§ Фрагмент текста

-------

Байрон писал о России не только в "Бронзовом веке". В своем прославленном "Дон-Жуане" он говорит о Суворове, что тот превзошел Чингисхана и Тамерлана кровавыми аппетитами. Об этом также сообщает Вацлав Ледницкий, постаравшийся не упустить ни одной мелочи в своей коллекции антирусских западных высказываний. Странно только, как это он, при его дотошности, позабыл привести в ней знаменитый отзыв английского поэта об императрице Екатерине II. Говоря о турках, Байрон пишет:
Им не давал ни отдыху, ни сроку
Несокрушимый натиск русских сил,
За что льстецы венчанного порока,
Доселе не устали прославлять
Великую монархиню и блядь.
("Дон-Жуан", пер. Татьяны Гнедич)

-------

[Сохранённые данные набора]
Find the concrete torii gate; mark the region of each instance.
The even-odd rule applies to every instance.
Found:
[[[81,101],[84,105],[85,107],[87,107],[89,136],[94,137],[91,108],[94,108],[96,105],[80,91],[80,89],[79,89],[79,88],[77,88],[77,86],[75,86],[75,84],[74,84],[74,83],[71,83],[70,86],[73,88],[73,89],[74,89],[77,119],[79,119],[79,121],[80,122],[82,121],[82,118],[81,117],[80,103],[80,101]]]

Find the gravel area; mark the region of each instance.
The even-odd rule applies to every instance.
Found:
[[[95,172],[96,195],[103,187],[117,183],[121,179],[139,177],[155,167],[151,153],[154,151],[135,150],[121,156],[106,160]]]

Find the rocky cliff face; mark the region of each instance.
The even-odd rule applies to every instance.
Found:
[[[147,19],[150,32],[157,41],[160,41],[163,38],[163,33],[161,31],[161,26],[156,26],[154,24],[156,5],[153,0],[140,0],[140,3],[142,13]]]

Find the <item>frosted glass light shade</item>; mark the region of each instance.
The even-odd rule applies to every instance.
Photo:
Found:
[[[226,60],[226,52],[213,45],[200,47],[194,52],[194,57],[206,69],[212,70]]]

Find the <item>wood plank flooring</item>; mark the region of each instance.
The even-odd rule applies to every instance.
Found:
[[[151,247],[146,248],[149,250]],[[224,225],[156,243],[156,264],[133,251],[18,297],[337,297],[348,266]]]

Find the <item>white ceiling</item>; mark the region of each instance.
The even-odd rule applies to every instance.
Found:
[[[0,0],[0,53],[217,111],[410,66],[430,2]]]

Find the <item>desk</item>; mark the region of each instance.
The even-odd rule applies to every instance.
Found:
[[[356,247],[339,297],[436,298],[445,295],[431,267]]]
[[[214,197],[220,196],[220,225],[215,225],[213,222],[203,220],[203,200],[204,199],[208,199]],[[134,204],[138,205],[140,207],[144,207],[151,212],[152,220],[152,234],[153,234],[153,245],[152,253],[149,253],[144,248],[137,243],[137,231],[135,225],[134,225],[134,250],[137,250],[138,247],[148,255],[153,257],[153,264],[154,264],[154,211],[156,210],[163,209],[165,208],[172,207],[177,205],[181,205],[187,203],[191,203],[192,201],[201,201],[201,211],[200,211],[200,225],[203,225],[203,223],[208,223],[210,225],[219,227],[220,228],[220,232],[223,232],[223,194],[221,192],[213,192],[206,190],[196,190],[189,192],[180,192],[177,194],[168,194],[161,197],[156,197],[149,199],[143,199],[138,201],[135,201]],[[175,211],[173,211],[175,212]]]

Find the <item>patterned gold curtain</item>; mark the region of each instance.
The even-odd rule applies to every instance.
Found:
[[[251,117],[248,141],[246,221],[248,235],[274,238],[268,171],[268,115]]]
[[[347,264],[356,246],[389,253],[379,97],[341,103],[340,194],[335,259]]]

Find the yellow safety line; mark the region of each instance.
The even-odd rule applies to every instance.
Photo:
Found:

-------

§ Ваша задача
Верните целиком текст о том, как Байрон писал о России, не меняя в нём ни одного знака.

§ Решение задания
Байрон писал о России не только в "Бронзовом веке". В своем прославленном "Дон-Жуане" он говорит о Суворове, что тот превзошел Чингисхана и Тамерлана кровавыми аппетитами. Об этом также сообщает Вацлав Ледницкий, постаравшийся не упустить ни одной мелочи в своей коллекции антирусских западных высказываний. Странно только, как это он, при его дотошности, позабыл привести в ней знаменитый отзыв английского поэта об императрице Екатерине II. Говоря о турках, Байрон пишет:
Им не давал ни отдыху, ни сроку
Несокрушимый натиск русских сил,
За что льстецы венчанного порока,
Доселе не устали прославлять
Великую монархиню и блядь.
("Дон-Жуан", пер. Татьяны Гнедич)